| PASSAGE FOR REVIEW |

Ethicists also can help determine how best to proceed with treatment decision-making in cases in which patients lack decisional capacity. “Ethicists can help explain why the tie between treatment decision-making and capacity is morally important and essential for sound ethical medical practice,” Harter notes.
Conflicts over refusal of life-sustaining treatment by patients lacking decision-making capacity is a common reason for ethics consults at NewYork-Presbyterian Hospital. “For ethics consults in our hospital, we routinely refer to a paper that suggests the consideration of seven core questions when considering treatment of an incapacitated patient over the patient’s objection,” says Lydia Dugdale, MD, MAR (ethics), associate director of clinical ethics at NewYork-Presbyterian and director of the Columbia Center for Clinical Medical Ethics.2
Ethicists should consider the likely severity of harm without intervention, along with how imminent harm might be without an intervention. They should consider the risks of the proposed intervention, not just whether it will work. Consider why the patient is refusing and how might the team carry out treatment over those objections. Finally, consider the potential emotional effect of a coerced intervention.
Remaining mindful of these considerations did help guide one group of clinicians in these complex cases.3 Researchers retrospectively reviewed ethics consultations from 2017-2020 where adult patients were determined to lack decision-making capacity and were refusing treatment. In most consults, clinicians were given an ethics recommendation to proceed over the patients’ objections.
“We found that although all seven questions were important to the ethical analysis of a patient’s situation, the presence of logistical barriers to treatment and the imminence of harm without intervention most significantly affected our decision-making,” says Dugdale, one of the study’s authors.
The implications for clinical ethicists are that if death is imminent and the intervention is rather straightforward, one should proceed over the patient’s objection. For example, removing a ruptured appendix could save the patient’s life and would be a fairly limited intervention.
“By contrast, sedating and subjecting a patient to thrice-weekly dialysis over his wishes would save his life, yes, but the logistics to sedating and transferring an unwilling patient in perpetuity would render it ultimately impractical and, thus, should not be imposed,” Dugdale says.

| PROBLEM 1 |
Quote the passage on treating patients who lack decision-making capacity, starting at "Remaining mindful of" and ending at "the patients’ objections.".
| PROBLEM 2 |
In the passage on treating patients who lack decision-making capacity, which two factors does Dugdale say most significantly affected decision-making?
| PROBLEM 3 |
Continue the passage on treating patients who lack decision-making capacity from where it stops.

[Stored data entries]
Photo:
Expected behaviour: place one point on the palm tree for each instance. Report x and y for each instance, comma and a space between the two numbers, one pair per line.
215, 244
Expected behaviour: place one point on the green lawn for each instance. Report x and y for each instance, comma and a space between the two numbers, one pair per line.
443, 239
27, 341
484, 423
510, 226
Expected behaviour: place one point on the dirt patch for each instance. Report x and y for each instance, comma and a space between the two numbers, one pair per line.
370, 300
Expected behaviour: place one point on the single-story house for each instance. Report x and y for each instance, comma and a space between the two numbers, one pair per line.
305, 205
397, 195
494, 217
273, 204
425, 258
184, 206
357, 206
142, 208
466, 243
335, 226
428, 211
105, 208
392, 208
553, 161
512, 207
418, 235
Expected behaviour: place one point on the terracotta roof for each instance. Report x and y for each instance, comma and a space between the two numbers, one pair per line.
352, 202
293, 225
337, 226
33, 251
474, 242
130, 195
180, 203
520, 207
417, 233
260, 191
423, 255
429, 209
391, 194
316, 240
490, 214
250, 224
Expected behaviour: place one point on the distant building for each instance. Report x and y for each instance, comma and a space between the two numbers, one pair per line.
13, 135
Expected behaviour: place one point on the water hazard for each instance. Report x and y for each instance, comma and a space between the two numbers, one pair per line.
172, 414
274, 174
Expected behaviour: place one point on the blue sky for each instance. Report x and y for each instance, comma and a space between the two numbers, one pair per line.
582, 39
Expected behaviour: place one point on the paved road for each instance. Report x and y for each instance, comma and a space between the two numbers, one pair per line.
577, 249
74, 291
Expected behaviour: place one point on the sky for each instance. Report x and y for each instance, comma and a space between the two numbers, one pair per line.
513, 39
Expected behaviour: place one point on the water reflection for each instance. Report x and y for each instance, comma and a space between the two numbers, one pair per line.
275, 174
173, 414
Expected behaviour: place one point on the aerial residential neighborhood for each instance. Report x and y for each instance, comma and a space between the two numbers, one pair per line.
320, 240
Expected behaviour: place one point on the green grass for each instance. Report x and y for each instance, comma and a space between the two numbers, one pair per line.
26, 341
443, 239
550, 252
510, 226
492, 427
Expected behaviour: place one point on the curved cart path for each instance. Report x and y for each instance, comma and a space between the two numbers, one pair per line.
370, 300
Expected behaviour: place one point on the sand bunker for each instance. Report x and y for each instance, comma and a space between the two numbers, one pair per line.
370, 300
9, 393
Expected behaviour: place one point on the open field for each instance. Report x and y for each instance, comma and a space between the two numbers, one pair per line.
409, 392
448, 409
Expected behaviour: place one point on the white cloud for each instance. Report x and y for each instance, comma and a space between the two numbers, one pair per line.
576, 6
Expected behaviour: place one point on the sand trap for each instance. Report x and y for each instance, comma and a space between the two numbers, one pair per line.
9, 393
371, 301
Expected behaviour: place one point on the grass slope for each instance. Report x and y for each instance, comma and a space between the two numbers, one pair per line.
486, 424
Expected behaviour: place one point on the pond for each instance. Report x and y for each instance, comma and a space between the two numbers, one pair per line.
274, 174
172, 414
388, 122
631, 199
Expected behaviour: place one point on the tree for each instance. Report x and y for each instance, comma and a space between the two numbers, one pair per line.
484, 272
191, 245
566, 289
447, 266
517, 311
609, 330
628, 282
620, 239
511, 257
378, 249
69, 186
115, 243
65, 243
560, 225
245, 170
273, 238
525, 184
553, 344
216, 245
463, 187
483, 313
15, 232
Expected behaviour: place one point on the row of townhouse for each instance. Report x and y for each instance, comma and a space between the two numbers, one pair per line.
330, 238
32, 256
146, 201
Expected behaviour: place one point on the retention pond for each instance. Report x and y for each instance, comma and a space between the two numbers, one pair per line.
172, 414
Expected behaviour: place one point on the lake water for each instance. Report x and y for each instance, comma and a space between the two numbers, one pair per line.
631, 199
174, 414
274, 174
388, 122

| ANSWER BOX 1 |
Remaining mindful of these considerations did help guide one group of clinicians in these complex cases.3 Researchers retrospectively reviewed ethics consultations from 2017-2020 where adult patients were determined to lack decision-making capacity and were refusing treatment. In most consults, clinicians were given an ethics recommendation to proceed over the patients’ objections.

| ANSWER BOX 2 |
The presence of logistical barriers to treatment and the imminence of harm without intervention.

| ANSWER BOX 3 |
Despite the fact a large proportion of ethics consults regard treatment over objection, “there is a large gap in the literature about how to handle such questions,” notes Katherine Fischkoff, MD, MPA, FACS, associate professor of surgery and critical care at Columbia University Medical Center.
Consults for treatment over objection cover a wide variety of medical interventions: General hospital treatment, surgery and other invasive procedures, and discharge planning.
“We published our experience in an attempt to provide a framework for others to use to help make clear and consistent decisions,” Fischkoff says.
REFERENCES
- Harter TD, Sterenson EL, Borgert A, Rasmussen C. Perceptions of medical providers on morality and decision-making capacity in withholding and withdrawing life-sustaining treatment and suicide. AJOB Empir Bioeth 2021;12:227-238.
- Rubin J, Prager KM. Guide to considering nonpsychiatric medical intervention over objection for the patient without decisional capacity. Mayo Clin Proc 2018;93:826-829.
- Fischkoff D, Prager K, Dastidar J, et al. Ethical framework to guide decisions of treatment over objection. J Am Coll Surg 2021;233:508-516.e1.
Ethicists can help determine how best to proceed with treatment decision-making in cases in which patients lack decisional capacity. They can explain why the tie between treatment decision-making and capacity is morally important and essential for sound ethical medical practice.